Exercise directions:
Rewrite every line of the entries below as one numbered list, skipping blank lines and leaving the pictures out.

Data for this task:
*****

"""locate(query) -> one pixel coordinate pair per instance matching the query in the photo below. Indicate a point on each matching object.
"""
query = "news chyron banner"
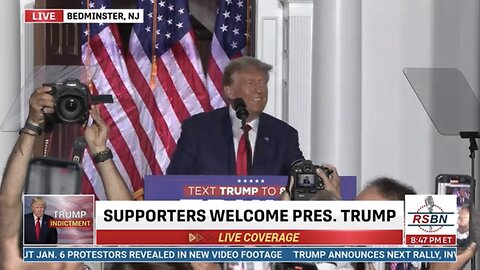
(249, 223)
(257, 231)
(83, 16)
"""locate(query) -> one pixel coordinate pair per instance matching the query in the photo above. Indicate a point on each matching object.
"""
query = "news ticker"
(235, 254)
(266, 223)
(83, 16)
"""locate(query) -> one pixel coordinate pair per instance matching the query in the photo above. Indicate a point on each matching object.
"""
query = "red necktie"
(242, 152)
(37, 229)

*****

Output of the exercise:
1. """locate(query) -> one pixel coordinate pair per instance matching the query in the photo below. Indicate a point on each matching object.
2. """
3. query = "news chyron banner"
4. (249, 223)
5. (257, 231)
6. (83, 16)
7. """locate(query) -> one pixel coordinate pair per instance matching the query in the photo above. Indicate a point on each matching object.
8. """
9. query = "news ticker"
10. (235, 254)
11. (266, 223)
12. (83, 16)
13. """locate(query) -> one pixel coordinate pair per instance matching the query in the photo above. Indicate a point on each matching object.
14. """
15. query = "red necktie"
16. (242, 152)
17. (37, 229)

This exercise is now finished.